**Task to complete:** Copy every entry precisely.

**Input:**
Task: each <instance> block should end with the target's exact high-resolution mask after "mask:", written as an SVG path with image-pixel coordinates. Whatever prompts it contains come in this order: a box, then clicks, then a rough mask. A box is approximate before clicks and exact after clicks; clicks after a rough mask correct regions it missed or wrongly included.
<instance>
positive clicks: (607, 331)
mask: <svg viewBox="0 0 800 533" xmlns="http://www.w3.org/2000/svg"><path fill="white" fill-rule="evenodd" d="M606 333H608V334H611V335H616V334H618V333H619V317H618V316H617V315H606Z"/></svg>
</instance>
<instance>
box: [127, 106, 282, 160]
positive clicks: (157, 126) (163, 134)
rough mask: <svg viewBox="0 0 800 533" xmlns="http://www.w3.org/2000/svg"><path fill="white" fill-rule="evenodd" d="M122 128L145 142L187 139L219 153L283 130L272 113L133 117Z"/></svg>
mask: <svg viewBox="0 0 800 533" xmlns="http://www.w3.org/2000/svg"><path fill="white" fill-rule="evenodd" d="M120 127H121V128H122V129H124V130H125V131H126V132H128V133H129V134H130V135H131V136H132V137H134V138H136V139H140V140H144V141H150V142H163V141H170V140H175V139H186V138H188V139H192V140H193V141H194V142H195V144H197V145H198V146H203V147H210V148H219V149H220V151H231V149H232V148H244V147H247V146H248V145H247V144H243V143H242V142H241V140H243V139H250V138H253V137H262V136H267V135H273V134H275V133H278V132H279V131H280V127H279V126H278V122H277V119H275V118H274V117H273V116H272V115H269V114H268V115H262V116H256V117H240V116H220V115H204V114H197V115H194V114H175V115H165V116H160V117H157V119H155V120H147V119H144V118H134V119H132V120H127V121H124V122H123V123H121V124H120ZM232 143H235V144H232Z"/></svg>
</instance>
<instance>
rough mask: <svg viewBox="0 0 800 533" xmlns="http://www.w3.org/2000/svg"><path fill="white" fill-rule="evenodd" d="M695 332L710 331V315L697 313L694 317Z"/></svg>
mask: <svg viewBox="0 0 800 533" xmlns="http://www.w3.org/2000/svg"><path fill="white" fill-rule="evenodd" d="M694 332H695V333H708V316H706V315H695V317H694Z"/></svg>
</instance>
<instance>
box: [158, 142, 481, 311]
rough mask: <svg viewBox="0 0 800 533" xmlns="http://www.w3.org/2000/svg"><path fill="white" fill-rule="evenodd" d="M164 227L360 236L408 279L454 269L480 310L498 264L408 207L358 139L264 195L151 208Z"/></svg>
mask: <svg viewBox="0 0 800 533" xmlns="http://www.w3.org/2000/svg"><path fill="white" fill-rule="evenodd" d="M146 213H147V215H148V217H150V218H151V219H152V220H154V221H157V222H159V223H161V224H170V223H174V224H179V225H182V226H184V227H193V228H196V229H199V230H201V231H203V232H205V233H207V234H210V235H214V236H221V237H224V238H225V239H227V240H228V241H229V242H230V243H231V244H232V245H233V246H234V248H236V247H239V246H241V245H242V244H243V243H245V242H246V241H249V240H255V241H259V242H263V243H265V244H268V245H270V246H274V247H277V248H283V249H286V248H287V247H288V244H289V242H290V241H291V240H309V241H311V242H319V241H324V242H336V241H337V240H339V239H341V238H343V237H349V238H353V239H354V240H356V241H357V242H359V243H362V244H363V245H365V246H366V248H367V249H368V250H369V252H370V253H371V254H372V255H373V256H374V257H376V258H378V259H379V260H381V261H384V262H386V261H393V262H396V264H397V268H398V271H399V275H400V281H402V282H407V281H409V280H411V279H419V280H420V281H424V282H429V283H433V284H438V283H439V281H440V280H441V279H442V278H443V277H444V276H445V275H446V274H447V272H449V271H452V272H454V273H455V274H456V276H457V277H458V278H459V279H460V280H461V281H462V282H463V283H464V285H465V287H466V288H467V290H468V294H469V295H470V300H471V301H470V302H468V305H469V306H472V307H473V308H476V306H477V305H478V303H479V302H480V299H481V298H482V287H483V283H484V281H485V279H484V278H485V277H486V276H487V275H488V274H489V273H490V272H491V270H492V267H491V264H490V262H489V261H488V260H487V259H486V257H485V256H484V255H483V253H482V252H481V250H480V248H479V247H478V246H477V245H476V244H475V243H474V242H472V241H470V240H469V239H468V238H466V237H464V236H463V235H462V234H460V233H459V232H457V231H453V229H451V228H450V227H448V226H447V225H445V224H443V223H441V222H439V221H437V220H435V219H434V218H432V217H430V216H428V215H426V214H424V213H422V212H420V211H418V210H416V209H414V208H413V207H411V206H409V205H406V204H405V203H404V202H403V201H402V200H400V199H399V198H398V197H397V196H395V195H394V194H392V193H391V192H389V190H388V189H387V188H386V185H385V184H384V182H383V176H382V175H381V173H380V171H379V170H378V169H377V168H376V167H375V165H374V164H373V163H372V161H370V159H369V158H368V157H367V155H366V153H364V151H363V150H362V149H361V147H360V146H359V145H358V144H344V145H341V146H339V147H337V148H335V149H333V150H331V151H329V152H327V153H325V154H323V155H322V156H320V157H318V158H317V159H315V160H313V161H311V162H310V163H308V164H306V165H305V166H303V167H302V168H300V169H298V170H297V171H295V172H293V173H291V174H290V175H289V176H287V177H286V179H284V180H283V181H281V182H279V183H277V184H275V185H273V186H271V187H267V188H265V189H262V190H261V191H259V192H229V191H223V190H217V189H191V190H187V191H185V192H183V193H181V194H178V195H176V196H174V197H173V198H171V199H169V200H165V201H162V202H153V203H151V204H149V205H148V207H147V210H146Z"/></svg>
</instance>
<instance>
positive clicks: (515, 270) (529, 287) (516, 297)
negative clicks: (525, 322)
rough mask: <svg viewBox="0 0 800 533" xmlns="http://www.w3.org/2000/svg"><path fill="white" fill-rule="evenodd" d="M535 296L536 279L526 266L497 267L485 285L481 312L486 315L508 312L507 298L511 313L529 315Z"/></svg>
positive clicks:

**Solution:**
Task: each <instance> block should end with the target's exact high-resolution mask after "mask:", written as an SVG path with image-pixel coordinates. Whatever prompts it contains come in this order: a box, then clicks, then a rough mask. A box is approximate before clicks and exact after clicks; clicks after a rough mask correct regions it missed or wrongly included.
<instance>
positive clicks: (607, 331)
mask: <svg viewBox="0 0 800 533" xmlns="http://www.w3.org/2000/svg"><path fill="white" fill-rule="evenodd" d="M606 333H608V334H611V335H616V334H618V333H619V317H618V316H617V315H606Z"/></svg>
</instance>
<instance>
box: [127, 106, 282, 160]
positive clicks: (157, 126) (163, 134)
rough mask: <svg viewBox="0 0 800 533" xmlns="http://www.w3.org/2000/svg"><path fill="white" fill-rule="evenodd" d="M122 128L145 142L187 139L219 153L283 130L272 113L133 117Z"/></svg>
mask: <svg viewBox="0 0 800 533" xmlns="http://www.w3.org/2000/svg"><path fill="white" fill-rule="evenodd" d="M120 127H121V128H122V129H124V130H125V131H126V132H128V133H129V134H130V135H131V136H132V137H134V138H136V139H140V140H144V141H150V142H163V141H170V140H175V139H186V138H188V139H192V140H193V141H194V142H195V144H197V145H198V146H203V147H210V148H219V149H220V151H231V149H232V148H244V147H247V146H248V145H247V144H243V143H242V142H241V140H243V139H250V138H253V137H262V136H267V135H273V134H275V133H278V132H279V131H280V127H279V126H278V122H277V119H275V118H274V117H273V116H272V115H269V114H268V115H262V116H256V117H240V116H220V115H204V114H197V115H194V114H175V115H165V116H160V117H157V119H155V120H147V119H144V118H134V119H132V120H127V121H124V122H123V123H121V124H120ZM232 143H235V144H232Z"/></svg>
</instance>
<instance>
rough mask: <svg viewBox="0 0 800 533" xmlns="http://www.w3.org/2000/svg"><path fill="white" fill-rule="evenodd" d="M695 332L710 331V315L697 313L694 317Z"/></svg>
mask: <svg viewBox="0 0 800 533" xmlns="http://www.w3.org/2000/svg"><path fill="white" fill-rule="evenodd" d="M694 332H695V333H708V316H706V315H695V317H694Z"/></svg>
</instance>
<instance>
box: [158, 142, 481, 311]
rough mask: <svg viewBox="0 0 800 533" xmlns="http://www.w3.org/2000/svg"><path fill="white" fill-rule="evenodd" d="M164 227L360 236L408 279L454 269L480 310L498 264L408 207L358 139L264 195L151 208Z"/></svg>
mask: <svg viewBox="0 0 800 533" xmlns="http://www.w3.org/2000/svg"><path fill="white" fill-rule="evenodd" d="M146 213H147V215H148V217H150V218H151V219H152V220H154V221H157V222H159V223H161V224H170V223H174V224H179V225H182V226H184V227H193V228H196V229H199V230H201V231H203V232H205V233H207V234H210V235H214V236H221V237H224V238H225V239H227V240H228V241H229V242H230V243H231V244H232V245H233V246H234V248H236V247H239V246H241V245H242V244H243V243H245V242H246V241H249V240H255V241H259V242H263V243H265V244H268V245H270V246H274V247H277V248H283V249H286V248H287V247H288V244H289V242H290V241H291V240H309V241H311V242H319V241H324V242H336V241H337V240H339V239H341V238H343V237H349V238H353V239H354V240H356V241H357V242H359V243H362V244H363V245H365V246H366V248H367V249H368V250H369V252H370V253H371V254H372V255H373V256H374V257H376V258H378V259H379V260H381V261H384V262H386V261H393V262H396V264H397V268H398V271H399V275H400V281H402V282H407V281H409V280H411V279H419V280H420V281H424V282H429V283H433V284H438V283H439V281H440V280H441V279H442V278H443V277H444V276H445V275H446V274H447V272H449V271H452V272H454V273H455V274H456V276H457V277H458V278H459V279H460V280H461V281H462V282H463V283H464V285H465V287H466V288H467V290H468V294H469V295H470V300H471V301H470V302H468V305H469V306H472V307H473V308H476V306H477V305H478V303H479V302H480V299H481V298H482V287H483V283H484V281H485V279H484V278H485V277H486V276H487V275H488V274H489V273H490V272H491V270H492V267H491V264H490V262H489V261H488V260H487V259H486V257H485V256H484V255H483V253H482V252H481V250H480V248H479V247H478V246H477V245H476V244H475V243H474V242H472V241H470V240H469V239H468V238H466V237H464V236H463V235H462V234H460V233H459V232H457V231H453V229H451V228H450V227H448V226H447V225H445V224H443V223H441V222H439V221H437V220H435V219H434V218H432V217H430V216H428V215H426V214H424V213H422V212H420V211H418V210H416V209H414V208H413V207H411V206H409V205H406V204H405V203H404V202H403V201H402V200H400V199H399V198H398V197H397V196H395V195H394V194H392V193H391V192H389V190H388V189H387V188H386V185H385V184H384V182H383V176H382V175H381V173H380V171H379V170H378V169H377V168H376V167H375V165H374V164H373V163H372V161H370V159H369V158H368V157H367V155H366V153H364V151H363V150H362V149H361V147H360V146H359V145H358V144H344V145H341V146H339V147H337V148H335V149H333V150H331V151H329V152H327V153H325V154H323V155H322V156H320V157H318V158H317V159H315V160H313V161H311V162H310V163H308V164H306V165H305V166H303V167H302V168H300V169H298V170H297V171H295V172H293V173H291V174H290V175H289V176H287V177H286V179H284V180H283V181H281V182H279V183H277V184H275V185H273V186H271V187H267V188H265V189H262V190H261V191H259V192H229V191H223V190H217V189H191V190H187V191H185V192H183V193H181V194H178V195H176V196H174V197H173V198H171V199H169V200H165V201H162V202H153V203H151V204H149V205H148V207H147V210H146Z"/></svg>
</instance>
<instance>
positive clicks: (515, 270) (529, 287) (516, 297)
negative clicks: (525, 322)
rough mask: <svg viewBox="0 0 800 533" xmlns="http://www.w3.org/2000/svg"><path fill="white" fill-rule="evenodd" d="M535 296L536 279L526 266L497 267L485 285L481 312L486 315L508 312L507 298L511 313L529 315Z"/></svg>
positive clicks:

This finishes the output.